Please copy every one of the rows below word for word, leaving the pictures out of your answer.

**Listed records**
=-=-=-=-=

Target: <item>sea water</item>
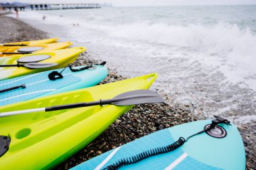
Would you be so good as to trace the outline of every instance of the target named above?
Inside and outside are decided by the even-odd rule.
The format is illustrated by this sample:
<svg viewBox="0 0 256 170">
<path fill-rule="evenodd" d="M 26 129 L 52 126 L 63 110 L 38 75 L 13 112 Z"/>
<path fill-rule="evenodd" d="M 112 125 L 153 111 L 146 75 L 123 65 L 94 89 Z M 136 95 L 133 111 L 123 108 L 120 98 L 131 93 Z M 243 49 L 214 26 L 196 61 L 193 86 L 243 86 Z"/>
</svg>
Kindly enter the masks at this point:
<svg viewBox="0 0 256 170">
<path fill-rule="evenodd" d="M 26 11 L 20 18 L 87 48 L 125 76 L 159 76 L 154 89 L 191 112 L 256 120 L 256 6 Z M 45 15 L 45 19 L 42 16 Z"/>
</svg>

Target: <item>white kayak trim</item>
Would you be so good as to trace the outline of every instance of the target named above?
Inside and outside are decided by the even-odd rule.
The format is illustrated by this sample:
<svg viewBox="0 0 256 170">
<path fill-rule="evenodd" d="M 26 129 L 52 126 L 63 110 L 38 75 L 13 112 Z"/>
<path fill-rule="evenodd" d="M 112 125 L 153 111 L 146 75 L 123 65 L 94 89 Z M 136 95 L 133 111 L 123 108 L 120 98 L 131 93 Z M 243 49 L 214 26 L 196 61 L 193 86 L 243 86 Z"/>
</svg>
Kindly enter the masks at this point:
<svg viewBox="0 0 256 170">
<path fill-rule="evenodd" d="M 24 78 L 22 78 L 22 79 L 20 79 L 18 80 L 15 80 L 15 81 L 11 81 L 11 82 L 8 82 L 8 83 L 4 83 L 4 84 L 1 84 L 0 85 L 0 86 L 2 86 L 2 85 L 7 85 L 7 84 L 9 84 L 9 83 L 13 83 L 13 82 L 16 82 L 16 81 L 21 81 L 21 80 L 24 80 L 24 79 L 28 79 L 28 78 L 30 78 L 31 77 L 33 77 L 33 76 L 35 76 L 35 75 L 39 75 L 39 74 L 41 74 L 42 73 L 35 73 L 35 74 L 33 74 L 32 75 L 28 75 Z"/>
<path fill-rule="evenodd" d="M 0 101 L 7 100 L 7 99 L 13 99 L 13 98 L 17 98 L 17 97 L 21 97 L 21 96 L 23 96 L 23 95 L 30 95 L 30 94 L 34 94 L 34 93 L 40 93 L 40 92 L 45 92 L 45 91 L 52 91 L 53 90 L 56 90 L 56 89 L 33 91 L 33 92 L 31 92 L 31 93 L 25 93 L 25 94 L 22 94 L 22 95 L 13 96 L 13 97 L 9 97 L 9 98 L 5 98 L 5 99 L 0 99 Z"/>
<path fill-rule="evenodd" d="M 117 148 L 115 148 L 108 157 L 106 157 L 106 158 L 103 160 L 102 162 L 101 162 L 101 163 L 100 163 L 95 169 L 94 170 L 100 170 L 100 169 L 102 168 L 102 167 L 104 165 L 106 165 L 106 163 L 107 163 L 109 160 L 111 159 L 111 158 L 117 153 L 117 152 L 121 148 L 121 146 L 119 146 Z"/>
<path fill-rule="evenodd" d="M 186 153 L 183 153 L 181 157 L 173 161 L 169 166 L 166 167 L 164 170 L 171 170 L 174 169 L 177 165 L 181 163 L 189 155 Z"/>
<path fill-rule="evenodd" d="M 34 112 L 45 112 L 45 108 L 26 110 L 26 112 L 24 112 L 24 110 L 18 110 L 18 111 L 5 112 L 2 114 L 0 113 L 0 117 L 5 117 L 5 116 L 13 116 L 16 114 L 29 114 L 29 113 L 34 113 Z"/>
</svg>

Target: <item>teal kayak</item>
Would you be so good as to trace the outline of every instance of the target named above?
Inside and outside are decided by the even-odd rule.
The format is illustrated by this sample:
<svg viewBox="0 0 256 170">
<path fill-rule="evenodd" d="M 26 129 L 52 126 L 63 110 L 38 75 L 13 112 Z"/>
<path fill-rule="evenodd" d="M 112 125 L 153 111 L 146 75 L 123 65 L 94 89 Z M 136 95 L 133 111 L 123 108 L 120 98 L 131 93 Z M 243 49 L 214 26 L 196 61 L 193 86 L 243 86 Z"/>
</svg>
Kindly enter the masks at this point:
<svg viewBox="0 0 256 170">
<path fill-rule="evenodd" d="M 77 70 L 83 67 L 72 67 L 73 71 L 69 68 L 59 69 L 0 81 L 0 105 L 94 86 L 108 75 L 102 65 Z M 50 79 L 49 74 L 55 71 L 51 75 L 58 78 L 60 76 L 55 73 L 62 71 L 63 78 Z"/>
<path fill-rule="evenodd" d="M 216 120 L 218 118 L 214 121 Z M 203 130 L 210 124 L 212 121 L 206 120 L 162 130 L 102 154 L 71 169 L 245 169 L 243 140 L 234 124 L 221 123 L 187 140 L 189 136 Z M 180 141 L 180 137 L 187 141 L 183 144 L 177 142 L 176 146 L 172 145 L 172 147 L 177 148 L 170 151 L 170 145 Z M 125 163 L 128 162 L 133 163 Z"/>
</svg>

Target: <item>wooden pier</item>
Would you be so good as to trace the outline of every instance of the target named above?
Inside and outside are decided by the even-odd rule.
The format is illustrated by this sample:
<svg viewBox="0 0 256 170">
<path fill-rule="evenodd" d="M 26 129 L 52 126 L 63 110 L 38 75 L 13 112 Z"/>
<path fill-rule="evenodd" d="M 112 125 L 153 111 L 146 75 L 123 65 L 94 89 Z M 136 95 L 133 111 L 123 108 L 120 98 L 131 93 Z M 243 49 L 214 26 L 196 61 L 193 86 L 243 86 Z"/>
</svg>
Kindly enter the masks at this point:
<svg viewBox="0 0 256 170">
<path fill-rule="evenodd" d="M 48 3 L 30 4 L 32 10 L 55 10 L 69 9 L 100 8 L 98 3 Z"/>
<path fill-rule="evenodd" d="M 14 4 L 10 4 L 10 3 L 0 3 L 0 7 L 3 9 L 3 10 L 9 9 L 9 11 L 11 11 L 12 9 L 14 10 L 15 8 L 17 8 L 20 11 L 25 11 L 25 8 L 28 6 L 28 5 L 14 5 Z"/>
</svg>

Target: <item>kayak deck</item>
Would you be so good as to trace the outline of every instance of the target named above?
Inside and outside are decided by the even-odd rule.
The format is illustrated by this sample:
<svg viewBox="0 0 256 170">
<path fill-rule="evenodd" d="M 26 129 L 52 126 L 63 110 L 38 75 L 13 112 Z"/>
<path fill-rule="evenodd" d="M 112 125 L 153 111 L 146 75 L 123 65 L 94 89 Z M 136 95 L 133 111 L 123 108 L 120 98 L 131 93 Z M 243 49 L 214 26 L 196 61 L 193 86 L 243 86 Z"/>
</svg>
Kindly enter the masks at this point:
<svg viewBox="0 0 256 170">
<path fill-rule="evenodd" d="M 150 74 L 46 96 L 1 107 L 0 112 L 110 99 L 126 91 L 148 89 L 156 77 Z M 88 144 L 132 107 L 96 105 L 1 118 L 0 135 L 7 135 L 11 140 L 9 151 L 0 158 L 1 167 L 52 168 Z"/>
</svg>

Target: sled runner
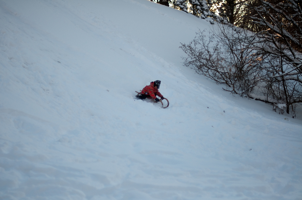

=-=-=-=-=

**Worked answer**
Target: <item>sea water</item>
Would you be so good as to trace the outline of every instance of the target named above?
Inside and outside are decided by the even-odd rule.
The format is illustrated by this sample:
<svg viewBox="0 0 256 170">
<path fill-rule="evenodd" d="M 26 129 L 52 126 L 63 110 L 38 75 L 13 112 Z"/>
<path fill-rule="evenodd" d="M 112 125 L 153 111 L 146 75 L 123 65 L 94 89 Z M 136 95 L 133 111 L 123 108 L 120 98 L 131 93 Z M 243 49 L 214 26 L 196 61 L 193 86 L 243 86 Z"/>
</svg>
Kindly enter the masks at this point:
<svg viewBox="0 0 256 170">
<path fill-rule="evenodd" d="M 26 11 L 20 18 L 87 48 L 125 76 L 159 76 L 154 89 L 191 112 L 256 120 L 256 6 Z M 45 15 L 45 19 L 42 16 Z"/>
</svg>

Target: <item>white kayak trim</item>
Would you be so good as to trace the outline of every instance of the target named above?
Inside and outside are decided by the even-odd rule.
The format is illustrated by this sample:
<svg viewBox="0 0 256 170">
<path fill-rule="evenodd" d="M 26 129 L 52 126 L 63 110 L 38 75 L 13 112 Z"/>
<path fill-rule="evenodd" d="M 112 125 L 153 111 L 146 75 L 123 65 L 94 89 Z M 136 95 L 133 111 L 123 108 L 120 98 L 131 93 Z M 243 49 L 214 26 L 196 61 L 193 86 L 243 86 Z"/>
</svg>
Kindly enter the masks at this point:
<svg viewBox="0 0 256 170">
<path fill-rule="evenodd" d="M 24 78 L 22 78 L 22 79 L 20 79 L 18 80 L 15 80 L 15 81 L 11 81 L 11 82 L 8 82 L 8 83 L 4 83 L 4 84 L 1 84 L 0 85 L 0 86 L 2 86 L 2 85 L 7 85 L 7 84 L 9 84 L 9 83 L 13 83 L 13 82 L 16 82 L 16 81 L 21 81 L 21 80 L 24 80 L 24 79 L 28 79 L 28 78 L 30 78 L 31 77 L 33 77 L 33 76 L 35 76 L 35 75 L 39 75 L 39 74 L 41 74 L 42 73 L 35 73 L 35 74 L 33 74 L 32 75 L 28 75 Z"/>
<path fill-rule="evenodd" d="M 0 101 L 7 100 L 7 99 L 13 99 L 13 98 L 17 98 L 17 97 L 21 97 L 21 96 L 23 96 L 23 95 L 30 95 L 30 94 L 34 94 L 34 93 L 40 93 L 40 92 L 45 92 L 45 91 L 52 91 L 53 90 L 56 90 L 56 89 L 33 91 L 33 92 L 31 92 L 31 93 L 25 93 L 25 94 L 22 94 L 22 95 L 13 96 L 13 97 L 9 97 L 9 98 L 5 98 L 5 99 L 0 99 Z"/>
<path fill-rule="evenodd" d="M 117 148 L 115 148 L 108 157 L 106 157 L 106 158 L 103 160 L 102 162 L 101 162 L 101 163 L 100 163 L 95 169 L 94 170 L 100 170 L 100 169 L 102 168 L 102 167 L 104 165 L 106 165 L 106 163 L 107 163 L 109 160 L 111 159 L 111 158 L 117 153 L 117 152 L 121 148 L 121 146 L 119 146 Z"/>
<path fill-rule="evenodd" d="M 186 153 L 183 153 L 181 157 L 173 161 L 169 166 L 166 167 L 164 170 L 171 170 L 174 169 L 177 165 L 181 163 L 189 155 Z"/>
<path fill-rule="evenodd" d="M 34 112 L 45 112 L 45 108 L 26 110 L 26 112 L 24 112 L 24 110 L 18 110 L 18 111 L 5 112 L 2 114 L 0 113 L 0 117 L 5 117 L 5 116 L 13 116 L 16 114 L 29 114 L 29 113 L 34 113 Z"/>
</svg>

Target: <item>teal kayak</item>
Would you be so good as to trace the outline of every instance of the target named above?
Inside and outside are decided by the even-odd rule.
The format is illustrated by this sample:
<svg viewBox="0 0 256 170">
<path fill-rule="evenodd" d="M 26 129 L 52 126 L 63 110 L 38 75 L 13 112 Z"/>
<path fill-rule="evenodd" d="M 112 125 L 153 111 L 146 75 L 123 65 L 94 89 Z M 136 95 L 133 111 L 123 108 L 120 98 L 131 93 Z M 243 49 L 214 26 L 196 61 L 193 86 L 243 86 Z"/>
</svg>
Kindly enter the masks at this point:
<svg viewBox="0 0 256 170">
<path fill-rule="evenodd" d="M 77 70 L 83 67 L 72 67 L 73 71 L 69 68 L 59 69 L 0 81 L 0 105 L 94 86 L 108 75 L 102 65 Z M 50 79 L 49 74 L 55 71 L 51 75 L 58 78 L 60 76 L 55 73 L 62 71 L 63 78 Z"/>
<path fill-rule="evenodd" d="M 216 120 L 218 118 L 214 121 Z M 203 130 L 210 124 L 212 121 L 206 120 L 162 130 L 102 154 L 71 169 L 245 169 L 243 140 L 234 124 L 221 123 L 187 140 L 189 136 Z M 180 141 L 180 137 L 187 141 L 183 144 L 177 142 L 176 146 L 172 145 L 172 147 L 177 148 L 170 151 L 170 145 Z M 125 163 L 128 162 L 133 163 Z"/>
</svg>

Target: <item>wooden pier</item>
Would you be so good as to trace the outline of every instance of the target named above?
Inside and outside are decided by the even-odd rule.
The format is illustrated by this sample:
<svg viewBox="0 0 256 170">
<path fill-rule="evenodd" d="M 26 129 L 52 126 L 63 110 L 38 75 L 13 112 Z"/>
<path fill-rule="evenodd" d="M 112 125 L 153 111 L 146 75 L 123 65 L 94 89 Z M 136 95 L 133 111 L 123 108 L 120 98 L 131 93 Z M 243 49 L 214 26 L 196 61 L 193 86 L 243 86 Z"/>
</svg>
Kindly enter the masks at this point:
<svg viewBox="0 0 256 170">
<path fill-rule="evenodd" d="M 48 3 L 30 4 L 32 10 L 55 10 L 69 9 L 100 8 L 98 3 Z"/>
<path fill-rule="evenodd" d="M 14 4 L 10 4 L 10 3 L 0 3 L 0 7 L 3 9 L 3 10 L 9 9 L 9 11 L 11 11 L 12 9 L 14 10 L 15 8 L 17 8 L 20 11 L 25 11 L 25 8 L 28 6 L 28 5 L 14 5 Z"/>
</svg>

Target: <item>kayak deck</item>
Would you be so good as to trace the outline of every instance of the target named above?
Inside and outside are decided by the even-odd rule.
The format is illustrated by this sample:
<svg viewBox="0 0 256 170">
<path fill-rule="evenodd" d="M 26 129 L 52 126 L 63 110 L 38 75 L 13 112 Z"/>
<path fill-rule="evenodd" d="M 112 125 L 153 111 L 146 75 L 123 65 L 94 89 Z M 136 95 L 133 111 L 123 108 L 120 98 L 131 93 Z M 243 49 L 214 26 L 196 61 L 193 86 L 243 86 Z"/>
</svg>
Kindly enter the masks at this point:
<svg viewBox="0 0 256 170">
<path fill-rule="evenodd" d="M 150 74 L 46 96 L 1 107 L 0 112 L 110 99 L 126 91 L 148 89 L 156 77 Z M 88 144 L 132 107 L 96 105 L 1 118 L 0 135 L 7 135 L 11 140 L 9 151 L 0 158 L 1 167 L 52 168 Z"/>
</svg>

Target: sled runner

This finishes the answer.